── EXERCISE DATA

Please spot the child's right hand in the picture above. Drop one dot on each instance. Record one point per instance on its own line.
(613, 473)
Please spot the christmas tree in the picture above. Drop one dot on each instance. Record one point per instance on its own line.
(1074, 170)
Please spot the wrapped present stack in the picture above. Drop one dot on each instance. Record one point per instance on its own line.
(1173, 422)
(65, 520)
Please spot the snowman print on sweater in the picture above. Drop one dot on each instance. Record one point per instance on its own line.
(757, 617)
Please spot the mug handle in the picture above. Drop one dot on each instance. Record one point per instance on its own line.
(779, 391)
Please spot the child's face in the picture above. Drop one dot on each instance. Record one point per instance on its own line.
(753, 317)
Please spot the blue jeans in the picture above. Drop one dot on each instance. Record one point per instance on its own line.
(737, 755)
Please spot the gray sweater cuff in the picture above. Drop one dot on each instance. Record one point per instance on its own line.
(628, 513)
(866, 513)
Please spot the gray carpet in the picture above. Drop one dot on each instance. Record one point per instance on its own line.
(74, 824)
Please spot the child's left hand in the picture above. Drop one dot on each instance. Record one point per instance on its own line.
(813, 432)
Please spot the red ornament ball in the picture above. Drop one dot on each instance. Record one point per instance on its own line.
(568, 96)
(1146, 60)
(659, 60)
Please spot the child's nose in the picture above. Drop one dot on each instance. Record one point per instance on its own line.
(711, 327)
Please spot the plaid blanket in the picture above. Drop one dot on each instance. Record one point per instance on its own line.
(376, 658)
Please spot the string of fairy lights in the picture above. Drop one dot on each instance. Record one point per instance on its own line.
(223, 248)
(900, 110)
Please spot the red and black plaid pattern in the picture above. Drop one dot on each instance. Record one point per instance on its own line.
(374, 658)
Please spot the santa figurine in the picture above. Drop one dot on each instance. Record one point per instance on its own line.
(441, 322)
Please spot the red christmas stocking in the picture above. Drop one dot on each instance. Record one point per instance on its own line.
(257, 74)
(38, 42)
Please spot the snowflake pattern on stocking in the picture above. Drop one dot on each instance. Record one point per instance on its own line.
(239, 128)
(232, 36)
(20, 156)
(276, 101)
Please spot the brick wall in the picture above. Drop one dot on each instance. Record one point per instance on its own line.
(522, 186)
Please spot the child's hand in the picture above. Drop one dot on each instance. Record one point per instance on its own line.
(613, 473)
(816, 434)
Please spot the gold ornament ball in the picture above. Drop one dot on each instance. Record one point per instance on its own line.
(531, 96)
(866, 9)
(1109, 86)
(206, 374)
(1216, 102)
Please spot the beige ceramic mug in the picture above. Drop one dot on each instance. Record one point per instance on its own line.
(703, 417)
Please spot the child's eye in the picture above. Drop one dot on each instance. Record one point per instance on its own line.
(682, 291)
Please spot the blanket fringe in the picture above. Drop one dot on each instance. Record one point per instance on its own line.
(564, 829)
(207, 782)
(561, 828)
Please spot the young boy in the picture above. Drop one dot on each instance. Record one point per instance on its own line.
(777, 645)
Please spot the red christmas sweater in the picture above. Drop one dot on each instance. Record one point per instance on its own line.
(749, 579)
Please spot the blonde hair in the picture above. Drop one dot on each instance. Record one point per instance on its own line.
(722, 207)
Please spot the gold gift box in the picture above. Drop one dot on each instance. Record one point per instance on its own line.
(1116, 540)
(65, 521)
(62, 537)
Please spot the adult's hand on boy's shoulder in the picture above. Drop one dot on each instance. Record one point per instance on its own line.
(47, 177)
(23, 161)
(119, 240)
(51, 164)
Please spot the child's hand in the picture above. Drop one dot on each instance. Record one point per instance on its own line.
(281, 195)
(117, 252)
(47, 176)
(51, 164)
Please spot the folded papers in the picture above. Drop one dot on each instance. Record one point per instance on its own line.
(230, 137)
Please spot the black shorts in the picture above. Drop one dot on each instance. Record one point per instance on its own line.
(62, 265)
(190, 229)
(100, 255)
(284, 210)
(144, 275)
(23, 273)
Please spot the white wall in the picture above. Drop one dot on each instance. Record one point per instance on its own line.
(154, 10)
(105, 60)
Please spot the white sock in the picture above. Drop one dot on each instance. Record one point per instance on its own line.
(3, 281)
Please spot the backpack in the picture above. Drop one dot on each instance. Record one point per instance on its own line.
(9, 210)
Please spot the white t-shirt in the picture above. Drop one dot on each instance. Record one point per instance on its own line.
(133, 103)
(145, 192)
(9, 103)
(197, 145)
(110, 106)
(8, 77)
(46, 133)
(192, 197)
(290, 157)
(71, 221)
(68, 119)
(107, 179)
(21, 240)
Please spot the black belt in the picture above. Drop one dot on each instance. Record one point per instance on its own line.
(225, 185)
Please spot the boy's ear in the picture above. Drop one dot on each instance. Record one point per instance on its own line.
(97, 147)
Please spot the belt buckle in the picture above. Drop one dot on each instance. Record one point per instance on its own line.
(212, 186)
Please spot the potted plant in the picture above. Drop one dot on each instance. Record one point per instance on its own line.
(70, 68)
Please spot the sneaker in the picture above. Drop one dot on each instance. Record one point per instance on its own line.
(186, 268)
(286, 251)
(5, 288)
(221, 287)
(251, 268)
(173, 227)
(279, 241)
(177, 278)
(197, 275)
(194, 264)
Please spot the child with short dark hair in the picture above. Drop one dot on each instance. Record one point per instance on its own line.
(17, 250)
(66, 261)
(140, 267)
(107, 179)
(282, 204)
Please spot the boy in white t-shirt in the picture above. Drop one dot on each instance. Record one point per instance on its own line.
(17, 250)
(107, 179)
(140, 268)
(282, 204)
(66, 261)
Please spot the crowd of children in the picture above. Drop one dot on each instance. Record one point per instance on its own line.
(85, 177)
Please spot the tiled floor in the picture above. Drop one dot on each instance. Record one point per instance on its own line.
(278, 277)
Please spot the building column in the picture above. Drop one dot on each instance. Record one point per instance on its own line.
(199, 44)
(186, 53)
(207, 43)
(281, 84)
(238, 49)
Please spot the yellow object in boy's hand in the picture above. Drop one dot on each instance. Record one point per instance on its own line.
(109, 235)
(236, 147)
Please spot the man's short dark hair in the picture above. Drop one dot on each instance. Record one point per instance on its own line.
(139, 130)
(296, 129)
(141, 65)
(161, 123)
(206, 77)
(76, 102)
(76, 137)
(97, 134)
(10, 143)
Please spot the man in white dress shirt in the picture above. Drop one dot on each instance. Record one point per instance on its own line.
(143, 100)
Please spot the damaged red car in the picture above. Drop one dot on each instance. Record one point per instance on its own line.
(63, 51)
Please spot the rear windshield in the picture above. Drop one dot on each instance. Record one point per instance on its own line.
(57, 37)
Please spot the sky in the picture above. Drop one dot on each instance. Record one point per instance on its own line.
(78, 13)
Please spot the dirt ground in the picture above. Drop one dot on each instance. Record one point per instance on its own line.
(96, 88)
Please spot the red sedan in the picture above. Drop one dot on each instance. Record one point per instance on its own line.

────

Would you restate the entries word for word, omitting none?

Please spot the child's right hand in the picture above. Drop one dot on each instance. Record one point per instance on its own line.
(613, 473)
Please spot the christmas tree in the picture above. Drop one dot on each instance. Record one point per instance on its own line.
(1074, 170)
Please spot the wrapped present stack in the picture above. Drop one dot on each instance. Record one point per instance on its own line.
(1173, 422)
(65, 520)
Please spot the snowman print on sweater in the picture above. Drop one dot on each instance. Record one point per instance on its own line.
(757, 617)
Please spot the mug handle in the picture above. Drop one dot on each instance. Record one point per instance on its own line.
(779, 391)
Please spot the child's face in the picture above. Drop one dot on each instance. Record one point per instance on its own line.
(753, 317)
Please spot the blue jeans in the picture above. Drop one dot on each instance. Record one point per instance on its own line.
(737, 755)
Please spot the gray sweater cuff in the picture above. Drop one dot on each instance. Record one point per instance on its own line.
(628, 513)
(866, 513)
Please spot the gray carpet in the picture above. Drop one dot on each instance. Record one point per instance on its own line.
(74, 824)
Please spot the child's left hand in the picture above. Drop one dot on each instance. Record one point per instance on its own line.
(813, 432)
Please spot the red ornament ball in the picture above. Drop one dot on each instance. Record one point per instance on its own line.
(568, 96)
(1146, 60)
(659, 60)
Please spot the child's nose in the picture above. Drop one dot on each instance. Record one point per instance on its own line.
(711, 327)
Please spot the plaid blanket in the picture above. Drop one dot on each instance. Record one point per instance on its own line.
(376, 658)
Please spot the string of fairy lights in the picture above. Drop one dot on each instance. Record one point per instance on its own line.
(223, 248)
(900, 110)
Please spot the red and black plaid pattern in the picture above. Drop one dot on each instance. Record one point per instance on its own line.
(374, 658)
Please spot the santa figurine in the picture above. Drop one dot on each instance. Record one point per instance on its own line.
(441, 322)
Please spot the red christmas stocking in the picture above. Drop one dot on each instance. Record one point per instance on its own line.
(257, 74)
(38, 42)
Please spot the snowflake pattern on stocking in the picture above. Drop one dot on each instance. Record one point per instance on its own line.
(239, 128)
(232, 36)
(20, 156)
(276, 101)
Please spot the brick wall in the picture above. Drop one dot on each instance. Record one point per instance on its own line.
(522, 186)
Please spot the child's hand in the picture above. Drop one dot on each instance. Record one point per instance on its own line.
(613, 473)
(816, 434)
Please spot the gold ornament ball in the picture above. Drop one dot on each instance. Record one point per instance on its own line.
(531, 96)
(866, 9)
(1109, 86)
(206, 374)
(1216, 102)
Please spot the beige ceramic mug in the picture above. Drop one dot on each instance. Record one point per instance on its own line.
(703, 417)
Please spot the child's eye in the picture above. Drop one dot on each instance. Record one point per instance on its own line.
(682, 291)
Please spot the blanket fringe in the picture above. Drop one dot on each instance. Record one point per instance on its own line.
(564, 829)
(207, 782)
(561, 828)
Please spot the young boy in the picture above. Drop one dot on each instance. Record one point per instance on its own line.
(777, 645)
Please spot the red christmas sweater in the picture above. Drop one dot on each instance. Record one point per instance on its own line.
(749, 579)
Please spot the blonde hair in the picture above. Drop one dot on each instance. Record one point per instance on its own line.
(722, 207)
Please spot the gold gift box in the picture above. Drop one dot on each instance. Record one point per instance on its own line.
(1116, 540)
(65, 521)
(62, 537)
Please spot the adult's hand on boy's shoulder in the picture above. Drop one dot on each instance. Record one point per instance on its own line.
(47, 177)
(23, 161)
(119, 240)
(51, 164)
Please spot the child's hand in the picture above. Drop one dot on each instance. Record one point per instance on its own line.
(281, 195)
(117, 252)
(47, 176)
(51, 164)
Please spot the folded papers in the picture above. Drop one dot on each instance. Record one point per instance on its own line.
(230, 137)
Please spot the black shorts in the picture above. Drop one dot on each instance. Record one point per instance on its own line.
(62, 265)
(190, 229)
(100, 255)
(284, 210)
(144, 275)
(23, 273)
Please spot the white wall in the picture above. Drop one dot on each instance. Record one point per instance on its own line.
(154, 10)
(105, 60)
Please spot the white sock in the picture above. Drop one dot on each instance. Record one point per instance on its own line.
(3, 281)
Please spot the backpack in the picture above. Drop one dot on each instance. Record one point per instance on its own line.
(9, 210)
Please spot the white t-shirt in the picture above. Drop one dot on each instance. Record one point per instance on its own line.
(133, 103)
(145, 192)
(9, 103)
(197, 145)
(110, 106)
(8, 77)
(46, 133)
(192, 197)
(290, 157)
(71, 221)
(68, 119)
(107, 179)
(21, 240)
Please spot the black belt in the picture above. Drop one dot on each instance. Record one point per instance on its own line.
(225, 185)
Please spot the boy's ear in the picture above. Drop one dot on each instance. Record one point per instance on its own line.
(97, 147)
Please spot the belt buckle in the picture above. Drop one dot on each instance. Record one point per instance on its own line.
(212, 186)
Please spot the potted plant in the picture above. Drop one dot on each instance. Record one point per instance on its own line.
(70, 68)
Please spot the sneaker in the picture above. Drop one dot on each instance. Record one point per instance on its own line.
(186, 268)
(286, 251)
(5, 288)
(221, 287)
(251, 268)
(173, 227)
(279, 241)
(177, 278)
(197, 275)
(194, 264)
Please spot the child with short dark hair in the picture above. Drop one dot on each instance. Record one point per instance on its own line.
(17, 250)
(66, 261)
(140, 267)
(107, 179)
(282, 204)
Please spot the boy in white t-shirt in the picture above. Drop one dot on each instance. Record one point per instance on its own line.
(17, 250)
(107, 179)
(140, 268)
(282, 204)
(66, 261)
Please spot the crowd of children in the picture above. Drop one dot on each instance. Record one point per instance on its own line.
(85, 177)
Please spot the tiled floor in the picture above. Drop one dot on each instance. Record one point per instance on its own line.
(278, 277)
Please spot the building column in the picture above. Drop one dot on each instance. Record one point per instance on its own line.
(199, 44)
(186, 53)
(207, 43)
(281, 84)
(238, 49)
Please spot the yellow object in boy's hand in the picture above. Drop one dot on each instance. Record one point per instance on its own line.
(109, 235)
(236, 147)
Please spot the man's short dark hair in the picture above. Drop one dot on each instance. Record one point per instance on its own line.
(139, 130)
(296, 129)
(141, 65)
(161, 123)
(206, 77)
(76, 102)
(76, 137)
(97, 134)
(10, 143)
Please spot the man in white dress shirt in the picture above. Drop one dot on each instance. Record one point per instance on its own line.
(143, 100)
Please spot the damaged red car in the picture above. Drop one dot on each instance. Record one point per instance on its own line.
(63, 51)
Please spot the rear windshield in the picture above. Drop one dot on each instance. Record one point per instance on its own line.
(57, 37)
Please spot the sky in the picture above. Drop one dot on each instance. Record one point per instance on its own line.
(78, 13)
Please spot the dirt ground in the picture above. Drop one dot on each instance. Record one point per instance on its own line.
(96, 88)
Please spot the red sedan in the picture above. Drop one dot on each instance. Record one point per instance on its own line.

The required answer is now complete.